BEGIN MATERIAL FOR THIS EXERCISE
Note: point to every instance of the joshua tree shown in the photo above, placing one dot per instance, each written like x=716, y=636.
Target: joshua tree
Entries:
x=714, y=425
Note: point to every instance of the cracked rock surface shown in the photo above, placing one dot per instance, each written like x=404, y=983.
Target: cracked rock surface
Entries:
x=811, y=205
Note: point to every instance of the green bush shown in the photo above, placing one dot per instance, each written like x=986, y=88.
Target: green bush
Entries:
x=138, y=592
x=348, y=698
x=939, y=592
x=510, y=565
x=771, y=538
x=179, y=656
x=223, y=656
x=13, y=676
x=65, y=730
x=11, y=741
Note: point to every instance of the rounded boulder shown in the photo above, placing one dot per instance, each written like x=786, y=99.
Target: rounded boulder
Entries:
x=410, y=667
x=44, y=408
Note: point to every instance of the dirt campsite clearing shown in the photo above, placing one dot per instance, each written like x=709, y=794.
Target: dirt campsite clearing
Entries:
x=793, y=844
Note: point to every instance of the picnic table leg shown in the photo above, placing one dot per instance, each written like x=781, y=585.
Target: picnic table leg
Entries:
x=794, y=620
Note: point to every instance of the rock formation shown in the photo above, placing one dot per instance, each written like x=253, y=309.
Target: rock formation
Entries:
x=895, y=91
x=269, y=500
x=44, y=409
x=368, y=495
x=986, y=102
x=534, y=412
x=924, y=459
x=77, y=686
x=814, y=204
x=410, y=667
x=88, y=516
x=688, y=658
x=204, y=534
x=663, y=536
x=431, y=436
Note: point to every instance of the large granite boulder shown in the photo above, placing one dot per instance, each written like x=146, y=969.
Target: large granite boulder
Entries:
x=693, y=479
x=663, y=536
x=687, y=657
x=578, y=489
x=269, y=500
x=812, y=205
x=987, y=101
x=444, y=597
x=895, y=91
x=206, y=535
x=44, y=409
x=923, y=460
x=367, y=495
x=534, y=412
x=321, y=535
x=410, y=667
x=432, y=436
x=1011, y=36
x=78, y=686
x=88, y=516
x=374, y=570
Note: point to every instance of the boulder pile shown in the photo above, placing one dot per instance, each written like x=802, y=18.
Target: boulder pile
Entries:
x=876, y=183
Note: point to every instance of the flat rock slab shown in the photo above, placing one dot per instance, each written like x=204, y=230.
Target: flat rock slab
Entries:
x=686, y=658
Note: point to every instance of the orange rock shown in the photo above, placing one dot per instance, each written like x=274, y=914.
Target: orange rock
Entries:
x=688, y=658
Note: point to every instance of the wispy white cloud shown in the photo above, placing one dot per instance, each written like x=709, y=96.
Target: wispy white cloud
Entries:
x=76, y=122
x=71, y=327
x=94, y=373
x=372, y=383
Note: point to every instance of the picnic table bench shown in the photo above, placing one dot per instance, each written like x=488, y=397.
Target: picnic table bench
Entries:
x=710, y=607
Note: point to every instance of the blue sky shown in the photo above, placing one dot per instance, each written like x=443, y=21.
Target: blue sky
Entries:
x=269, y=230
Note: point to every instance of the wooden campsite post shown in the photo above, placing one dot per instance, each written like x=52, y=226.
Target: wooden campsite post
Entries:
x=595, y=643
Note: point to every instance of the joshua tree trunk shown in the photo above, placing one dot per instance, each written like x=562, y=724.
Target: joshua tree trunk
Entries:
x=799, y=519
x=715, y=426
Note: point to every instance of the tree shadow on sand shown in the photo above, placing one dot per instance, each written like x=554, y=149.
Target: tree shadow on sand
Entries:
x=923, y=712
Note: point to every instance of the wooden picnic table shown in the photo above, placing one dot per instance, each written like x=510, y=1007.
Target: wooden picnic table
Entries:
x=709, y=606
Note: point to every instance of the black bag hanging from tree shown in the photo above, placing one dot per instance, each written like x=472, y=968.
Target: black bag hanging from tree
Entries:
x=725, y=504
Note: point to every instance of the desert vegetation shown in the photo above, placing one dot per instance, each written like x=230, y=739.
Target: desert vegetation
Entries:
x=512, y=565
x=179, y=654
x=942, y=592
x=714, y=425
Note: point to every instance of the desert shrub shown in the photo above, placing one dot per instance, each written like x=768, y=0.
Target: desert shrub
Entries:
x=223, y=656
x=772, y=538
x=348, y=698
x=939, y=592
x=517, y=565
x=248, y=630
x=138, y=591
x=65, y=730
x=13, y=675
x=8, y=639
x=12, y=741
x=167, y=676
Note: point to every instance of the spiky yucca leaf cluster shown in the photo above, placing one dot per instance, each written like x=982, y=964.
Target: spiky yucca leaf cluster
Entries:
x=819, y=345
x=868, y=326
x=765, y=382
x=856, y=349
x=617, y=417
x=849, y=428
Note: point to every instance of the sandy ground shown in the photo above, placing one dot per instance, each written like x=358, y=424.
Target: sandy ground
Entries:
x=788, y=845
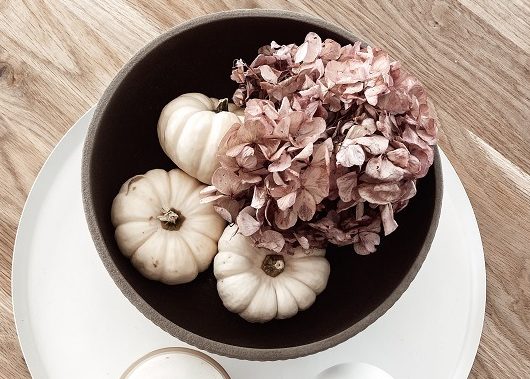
END MATERIAL FOR THIS EXERCISE
→ THE TASK
Rewrite every entry with "Target" changed to "Object" and nothing else altered. Leave the pictures out.

→ SOLUTION TO THIS TASK
Note: point to every instance of the joshua tree shown in the photo above, placing one dot per instance, each written like x=716, y=636.
Object: joshua tree
Entries:
x=714, y=425
Note: point to every instance of the cracked rock surface shown in the photo above, placing one dot per instance, each written like x=404, y=983.
Object: cracked rock surface
Entries:
x=811, y=205
Note: point to every instance of the green bush shown in the photo above, placing one dot per instance, each written like x=986, y=88.
Object: green bush
Entries:
x=138, y=592
x=348, y=698
x=939, y=592
x=510, y=565
x=771, y=538
x=179, y=656
x=223, y=656
x=13, y=676
x=65, y=730
x=11, y=741
Note: point to every instance of the rounded boulder shown in the photo above, placing one dot per instance, each written like x=786, y=99.
Object: rounded boulder
Entries:
x=410, y=667
x=44, y=408
Note: point to every instance of the dirt campsite clearing shown in the photo above, placing one dot per instance, each written like x=709, y=794.
Object: dirt campsite clearing
Entries:
x=793, y=844
Note: point to every instance of the picnic table leg shown in the photo above, placing one dot per instance, each written like x=781, y=585.
Object: picnic table leg
Entries:
x=794, y=620
Note: point to every instance of the rock formation shown in the photo above, placing one dot per instance, each written like x=253, y=309.
Object: rock formation
Entries:
x=895, y=91
x=269, y=500
x=44, y=409
x=368, y=495
x=986, y=102
x=534, y=412
x=924, y=459
x=77, y=686
x=814, y=204
x=410, y=667
x=88, y=516
x=688, y=658
x=204, y=534
x=663, y=536
x=431, y=436
Note: point to every instance of the large granite boulder shown in the photo above, placing one dot per instance, each written like x=146, y=969.
Object: large granite boulder
Entries:
x=693, y=479
x=663, y=536
x=687, y=657
x=578, y=489
x=269, y=500
x=812, y=205
x=987, y=101
x=444, y=597
x=895, y=91
x=206, y=535
x=44, y=409
x=923, y=460
x=367, y=495
x=534, y=412
x=321, y=535
x=410, y=667
x=432, y=436
x=1011, y=36
x=78, y=686
x=88, y=516
x=374, y=570
Note: point to every instance of the boulder pile shown in the photo above, placing one dot per instance, each written like x=802, y=18.
Object: boulder pile
Entries:
x=876, y=183
Note: point to every instance of the flat rock slab shown in the photo above, placing one dot per instance, each written like x=204, y=230.
Object: flat rock slab
Entries:
x=686, y=658
Note: point to every instance of the orange rock shown in the photo above, placing one dot per instance, each written like x=274, y=914.
Object: orange rock
Entries:
x=688, y=658
Note: point to every instance of the wispy white cloud shown in the photo above, placing one dot per instance, each written like x=709, y=96.
Object: wispy white cloud
Entries:
x=76, y=122
x=71, y=327
x=94, y=373
x=372, y=383
Note: point to every instance of the picnic table bench shown in the photo above, placing one dot per instance, each written like x=488, y=397.
Object: picnic table bench
Entries:
x=710, y=607
Note: point to every instance of the blue sky shown in the photo above, placing one dot per instance, each written like x=443, y=21.
Object: blue sky
Entries:
x=269, y=230
Note: point to every instance of the wooden campsite post shown in the photo above, placing one dot per instance, each written like x=52, y=226.
Object: wooden campsite post
Entries:
x=595, y=643
Note: point to every instance of the joshua tree trunk shown in the photo above, placing one dot per instance, each written like x=562, y=724.
Object: joshua tree trunk
Entries:
x=799, y=519
x=715, y=426
Note: point to every instance of the tree shadow on sand shown in the photo above, placing one dot per instance, each written like x=554, y=149.
Object: tree shadow on sand
Entries:
x=923, y=712
Note: point to every instance of the wooden picnic table shown in the photo above, placing one dot per instance, each written like x=510, y=1007.
Object: wooden picnic table
Entries:
x=709, y=606
Note: point to every instance of the black bag hanging from tree shown in the photo above, placing one dot per instance, each written like x=472, y=968.
Object: black bag hanging from tree
Entries:
x=725, y=504
Note: point to every instance of the desert vegetation shown in the photo above, placing one dot per instance, each written like x=230, y=739.
Object: desert vegetation
Entries:
x=512, y=565
x=179, y=654
x=942, y=592
x=714, y=425
Note: point to every instance of the desert shrub shown in the photo above, placing one dot per instance, each written like x=768, y=0.
Object: desert shrub
Entries:
x=223, y=656
x=772, y=538
x=348, y=698
x=939, y=592
x=517, y=565
x=248, y=630
x=138, y=591
x=65, y=730
x=13, y=675
x=8, y=639
x=12, y=741
x=167, y=676
Note: point to every instance of the spiky yucca leaf cluster shown in the photo above, placing one dot per instance, each written like x=982, y=964.
Object: spiky yucca leaf cluster
Entries:
x=819, y=345
x=868, y=326
x=765, y=382
x=856, y=349
x=617, y=417
x=849, y=428
Note: point to every instance of the sandy ground shown in the photo above, placing one dot per instance, each written like x=358, y=424.
Object: sandy ground
Entries:
x=788, y=845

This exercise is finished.